Énoncé A: Recopiez fidèlement le passage de l'extrait consacré au film compris entre « Au petit matin, entre » et « Jeanne est obsédée. », ces deux bornes incluses.
Énoncé B: Relevez, dans l'extrait consacré au film, chacune des répliques du dialogue cité à la fin.

Extrait du texte:

Au petit matin, entre rêve et réalité, la Reine des Neiges lui apparaît. « J’ai rencontré la Reine des Neiges », dira-t-elle. En réalité, sans le savoir, elle se trouve dans un studio de cinéma, où l’on tourne un film adapté de ce même conte d’Andersen dont Jeanne est obsédée.
Marion Cotillard en star de cinéma
Dès lors, la jeune fille se cache dans les coulisses et se met à espionner l’actrice qui interprète la Reine des Neiges. Celle-ci s’en aperçoit et cherche à savoir qui elle est, sans doute attirée par sa jeunesse éclatante. On assiste aussi à de brèves et énigmatiques scènes de tournage, dans lesquelles l’actrice se comporte comme une Greta Garbo autoritaire et capricieuse. Marion Cotillard est idéale dans ce rôle : « Marion, explique la réalisatrice, possède ce côté à la fois moderne et intemporel que je recherche, un visage qui a la qualité expressive de ceux des actrices des années 30, époque à laquelle le film dans le film fait référence. » Marion Cotillard, dans ce personnage de star, est filmée par une caméra contemplative, qui prend son temps et qui revient sans cesse vers elle, tout en respectant la distance. Le spectateur/voyeur partage le trouble que ressent Jeanne. Les rares dialogues qui ponctuent l’action renforcent cette impression : « La Reine est immortelle. — Elle est seule ? — Elle a un royaume. — Tu crois que ça suffit ? »

Documents fournis:

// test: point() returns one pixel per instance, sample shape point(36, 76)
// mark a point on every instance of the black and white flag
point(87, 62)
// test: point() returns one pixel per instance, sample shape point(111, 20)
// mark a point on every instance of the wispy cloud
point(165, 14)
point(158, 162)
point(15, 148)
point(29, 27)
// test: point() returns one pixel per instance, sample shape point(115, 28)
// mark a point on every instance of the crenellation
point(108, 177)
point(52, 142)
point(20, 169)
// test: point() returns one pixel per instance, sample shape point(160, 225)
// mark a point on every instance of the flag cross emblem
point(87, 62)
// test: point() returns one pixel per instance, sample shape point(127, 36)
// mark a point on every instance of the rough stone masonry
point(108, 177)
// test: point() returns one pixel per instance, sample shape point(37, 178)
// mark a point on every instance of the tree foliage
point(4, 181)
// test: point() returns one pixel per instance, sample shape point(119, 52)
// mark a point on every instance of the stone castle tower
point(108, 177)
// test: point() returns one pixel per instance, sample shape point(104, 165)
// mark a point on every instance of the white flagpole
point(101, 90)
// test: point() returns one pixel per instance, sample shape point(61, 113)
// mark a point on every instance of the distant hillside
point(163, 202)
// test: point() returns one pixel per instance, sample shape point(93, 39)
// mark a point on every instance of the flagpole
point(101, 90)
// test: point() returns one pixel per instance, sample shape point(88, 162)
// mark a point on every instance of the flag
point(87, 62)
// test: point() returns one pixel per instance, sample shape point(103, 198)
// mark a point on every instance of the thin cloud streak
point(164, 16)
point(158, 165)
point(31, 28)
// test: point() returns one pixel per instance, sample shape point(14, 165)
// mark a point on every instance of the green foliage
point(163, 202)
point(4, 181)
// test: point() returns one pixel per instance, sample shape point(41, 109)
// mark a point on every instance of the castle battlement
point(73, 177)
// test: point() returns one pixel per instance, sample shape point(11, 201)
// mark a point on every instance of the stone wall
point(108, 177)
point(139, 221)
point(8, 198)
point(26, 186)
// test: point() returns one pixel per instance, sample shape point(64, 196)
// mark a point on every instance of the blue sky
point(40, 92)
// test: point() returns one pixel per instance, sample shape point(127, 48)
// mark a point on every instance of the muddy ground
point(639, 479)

Réponse A:
Au petit matin, entre rêve et réalité, la Reine des Neiges lui apparaît. « J’ai rencontré la Reine des Neiges », dira-t-elle. En réalité, sans le savoir, elle se trouve dans un studio de cinéma, où l’on tourne un film adapté de ce même conte d’Andersen dont Jeanne est obsédée.

Réponse B:
« La Reine est immortelle. »
« Elle est seule ? »
« Elle a un royaume. »
« Tu crois que ça suffit ? »